▸ THE REQUEST:
Locate every line in the material below that contains the word "front" and copy each of those lines.

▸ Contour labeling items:
##########
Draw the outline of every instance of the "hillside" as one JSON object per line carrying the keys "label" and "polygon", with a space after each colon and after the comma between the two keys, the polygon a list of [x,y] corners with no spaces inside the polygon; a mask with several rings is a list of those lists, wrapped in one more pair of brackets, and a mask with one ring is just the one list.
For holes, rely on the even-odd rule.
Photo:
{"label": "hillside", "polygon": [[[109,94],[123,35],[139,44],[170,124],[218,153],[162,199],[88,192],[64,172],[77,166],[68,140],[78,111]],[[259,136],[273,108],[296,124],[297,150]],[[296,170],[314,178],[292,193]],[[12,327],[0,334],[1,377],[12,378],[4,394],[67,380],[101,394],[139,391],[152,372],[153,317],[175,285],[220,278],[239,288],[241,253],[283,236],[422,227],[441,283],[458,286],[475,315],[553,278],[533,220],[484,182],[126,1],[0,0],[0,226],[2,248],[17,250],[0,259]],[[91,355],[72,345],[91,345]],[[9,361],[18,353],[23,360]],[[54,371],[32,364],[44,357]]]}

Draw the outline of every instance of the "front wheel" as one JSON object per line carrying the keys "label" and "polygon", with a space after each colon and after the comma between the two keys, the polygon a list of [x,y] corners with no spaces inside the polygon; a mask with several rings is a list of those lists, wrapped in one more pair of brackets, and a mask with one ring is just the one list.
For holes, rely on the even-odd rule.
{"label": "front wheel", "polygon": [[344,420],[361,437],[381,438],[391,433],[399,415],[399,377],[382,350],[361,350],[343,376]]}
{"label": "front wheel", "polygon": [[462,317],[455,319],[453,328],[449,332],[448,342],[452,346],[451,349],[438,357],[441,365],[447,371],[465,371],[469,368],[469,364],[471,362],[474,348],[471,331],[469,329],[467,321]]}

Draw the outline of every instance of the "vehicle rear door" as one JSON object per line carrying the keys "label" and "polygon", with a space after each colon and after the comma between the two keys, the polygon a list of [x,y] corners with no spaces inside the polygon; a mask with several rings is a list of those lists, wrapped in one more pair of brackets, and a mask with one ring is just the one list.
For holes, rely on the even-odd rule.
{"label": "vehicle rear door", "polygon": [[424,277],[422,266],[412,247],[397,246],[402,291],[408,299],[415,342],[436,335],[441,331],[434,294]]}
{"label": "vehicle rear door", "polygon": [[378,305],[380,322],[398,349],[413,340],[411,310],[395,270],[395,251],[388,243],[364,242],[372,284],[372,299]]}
##########
▸ OUTPUT FOR THIS TASK:
Draw the outline of every instance of the "front wheel" as one JSON object per line carrying the keys "label" and "polygon", with a space after each colon and after the comma between the two keys, the polygon a list of [x,y] corners with no spaces inside the polygon; a mask with several rings is a list of those lists, wrapped in one more pair of brackets, and a mask with one ring is just the one list.
{"label": "front wheel", "polygon": [[344,420],[361,437],[381,438],[391,433],[399,415],[399,377],[382,350],[361,350],[343,376]]}
{"label": "front wheel", "polygon": [[462,317],[455,319],[453,328],[449,332],[448,342],[452,346],[451,349],[438,357],[441,365],[447,371],[465,371],[469,368],[469,364],[471,362],[474,348],[471,331],[469,329],[467,321]]}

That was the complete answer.